── DOCUMENT EXCERPT ──

Sierra, locally known as Las Minas (The Mines), is a district of the Abangares canton, in the Guanacaste province of Costa Rica. It is well known as a historical mining town of Costa Rica, located in the north west Pacific Region. It goes from an altitude of 210 meters to 1200 meters.

History and mining 
Oral history tells that the name "Sierra" is related to one of the first resources the town took advantage of: wood.
The Spanish word "sierra" means "saw." Residents developed sawmills once they knew about the valuable and precious woods in the area.

By the year 1900, the gold mining industry had started up in Abangares but mostly in Sierra, were the Abangares Gold Fields of Costa Rica (Abangares Mining Company) owned by Minor C. Keith, built up the Stamp mill House, the Company Headquarters and the Powder House. The ore activity carried vast development. By that time, people compared La Sierra development with California (as well because the Gold rush).

Climate
It is a mountainous zone with a variety of temperatures (from 34 °C to 5 °C) and climates (from dry forest to rain forest).

Geography 
Sierra has an area of  km2 and an elevation of  metres.

To the north it borders Tilarán, to the south San Juan de Abangares and Las Juntas (south west), to the east Monteverde and to the west it borders Cañas.

Economy 
The major activities are agriculture (Coffee and variety of Vegetable), Gold mining and Tourism. At the moment, gold mining is artisanal and largely unregulated.

───
── DATA EXCERPTS ──

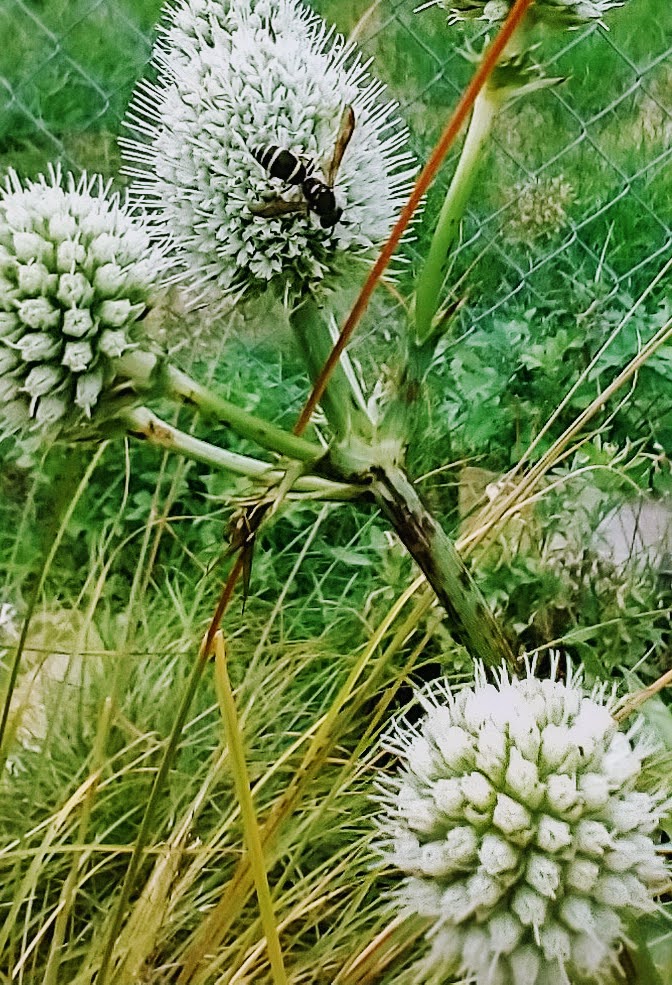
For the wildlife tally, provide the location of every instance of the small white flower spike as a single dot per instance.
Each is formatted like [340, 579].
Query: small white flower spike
[237, 81]
[77, 270]
[520, 828]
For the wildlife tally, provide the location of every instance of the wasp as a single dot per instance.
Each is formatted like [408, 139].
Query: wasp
[318, 194]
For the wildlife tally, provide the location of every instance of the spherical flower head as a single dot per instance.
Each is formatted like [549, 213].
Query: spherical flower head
[77, 271]
[520, 821]
[568, 13]
[236, 78]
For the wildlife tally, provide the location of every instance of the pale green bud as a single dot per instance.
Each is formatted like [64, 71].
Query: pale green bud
[118, 313]
[89, 387]
[34, 278]
[77, 356]
[38, 313]
[8, 361]
[69, 255]
[77, 322]
[61, 227]
[112, 343]
[41, 380]
[38, 347]
[50, 410]
[74, 290]
[109, 280]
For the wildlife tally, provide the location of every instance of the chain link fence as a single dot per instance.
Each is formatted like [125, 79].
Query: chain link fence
[579, 183]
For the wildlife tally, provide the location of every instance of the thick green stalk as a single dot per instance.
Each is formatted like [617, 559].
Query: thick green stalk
[430, 281]
[148, 370]
[339, 401]
[144, 424]
[472, 622]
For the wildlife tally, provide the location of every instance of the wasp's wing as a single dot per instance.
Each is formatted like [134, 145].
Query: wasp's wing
[277, 207]
[346, 129]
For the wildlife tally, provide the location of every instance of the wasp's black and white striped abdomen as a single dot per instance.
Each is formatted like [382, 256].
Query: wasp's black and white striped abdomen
[318, 192]
[322, 201]
[281, 164]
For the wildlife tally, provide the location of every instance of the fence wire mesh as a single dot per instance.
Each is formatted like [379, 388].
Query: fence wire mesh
[579, 178]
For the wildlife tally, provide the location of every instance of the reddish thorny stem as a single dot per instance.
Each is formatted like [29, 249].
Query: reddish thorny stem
[425, 178]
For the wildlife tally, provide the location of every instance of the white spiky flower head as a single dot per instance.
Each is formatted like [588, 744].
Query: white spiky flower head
[77, 271]
[238, 75]
[568, 13]
[521, 825]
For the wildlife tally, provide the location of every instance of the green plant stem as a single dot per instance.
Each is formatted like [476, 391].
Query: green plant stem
[430, 281]
[148, 370]
[241, 779]
[472, 622]
[338, 401]
[145, 425]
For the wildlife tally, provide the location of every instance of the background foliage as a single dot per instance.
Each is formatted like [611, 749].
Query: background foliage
[571, 222]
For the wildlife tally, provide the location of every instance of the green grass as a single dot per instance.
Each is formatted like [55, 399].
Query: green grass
[141, 563]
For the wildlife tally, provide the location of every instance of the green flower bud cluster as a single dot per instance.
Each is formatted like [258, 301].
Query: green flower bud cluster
[568, 13]
[521, 823]
[77, 272]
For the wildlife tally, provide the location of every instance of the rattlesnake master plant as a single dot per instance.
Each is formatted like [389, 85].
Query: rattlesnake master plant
[571, 13]
[77, 271]
[521, 825]
[238, 74]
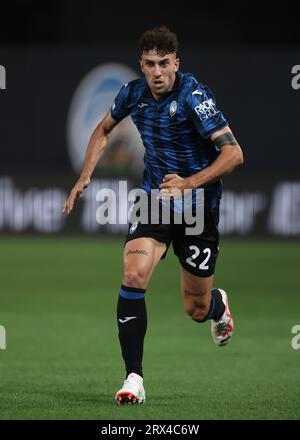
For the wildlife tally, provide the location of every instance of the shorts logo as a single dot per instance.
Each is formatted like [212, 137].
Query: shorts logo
[206, 110]
[133, 227]
[173, 108]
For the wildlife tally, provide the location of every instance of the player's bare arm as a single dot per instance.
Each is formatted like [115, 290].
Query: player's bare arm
[230, 157]
[95, 149]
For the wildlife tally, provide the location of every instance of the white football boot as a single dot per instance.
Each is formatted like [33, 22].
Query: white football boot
[132, 390]
[222, 329]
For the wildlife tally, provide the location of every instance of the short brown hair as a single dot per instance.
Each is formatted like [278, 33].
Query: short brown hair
[161, 39]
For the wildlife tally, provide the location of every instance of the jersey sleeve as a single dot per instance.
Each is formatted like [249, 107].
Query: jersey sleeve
[120, 108]
[206, 116]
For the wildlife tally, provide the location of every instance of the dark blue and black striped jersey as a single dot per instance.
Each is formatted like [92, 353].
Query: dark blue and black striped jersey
[175, 129]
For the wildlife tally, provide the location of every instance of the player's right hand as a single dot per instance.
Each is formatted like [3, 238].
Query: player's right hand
[77, 191]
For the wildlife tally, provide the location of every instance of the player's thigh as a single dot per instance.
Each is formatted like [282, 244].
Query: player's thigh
[194, 286]
[141, 255]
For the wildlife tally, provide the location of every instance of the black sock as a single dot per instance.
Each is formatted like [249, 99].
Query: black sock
[132, 323]
[217, 307]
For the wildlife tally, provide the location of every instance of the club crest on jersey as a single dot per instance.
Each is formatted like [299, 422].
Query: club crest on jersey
[173, 108]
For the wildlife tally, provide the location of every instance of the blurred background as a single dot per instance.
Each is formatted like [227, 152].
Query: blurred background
[61, 65]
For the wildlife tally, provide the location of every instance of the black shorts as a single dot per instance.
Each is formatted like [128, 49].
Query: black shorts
[196, 253]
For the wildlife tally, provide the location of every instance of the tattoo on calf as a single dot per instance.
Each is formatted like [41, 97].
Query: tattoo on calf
[189, 293]
[225, 139]
[138, 251]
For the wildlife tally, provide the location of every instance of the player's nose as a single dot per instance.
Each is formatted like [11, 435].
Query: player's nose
[157, 71]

───

## WORK TO COMPLETE
Extend the article on the Sierra mining district of Costa Rica, picking up right after its final sentence.

## RESPONSE TO THE EXERCISE
Agriculture and mining are the most traditional activities and ways of living in the district. All over the highlands (San Rafael, Cebadilla, Campos de Oro, Cañitas, La Cruz and Tornos) small producers of coffee and vegetables are organized in cooperatives.

The Ecomuseum, the biodiversity, and the hot springs are attracting tourism from all over the world to the district. La Sierra is between Guanacaste and San José, and between Guanacaste and Monteverde. Tourism can include staying in La Sierra and using a non traditional tourist route to Guanacaste, with local options including zip lining, agritourism, visiting the Ecomuseum, seeking out local gold miners, or resting at the hot springs.

Mining ecomuseum 
The Mining ecomuseum is located on 38 hectares of local government property and managed by the district Committee of Culture and Management of Museums. It documents and celebrates one of the first mining centers in Central America, and the legends and realities that the miners of the time lived in.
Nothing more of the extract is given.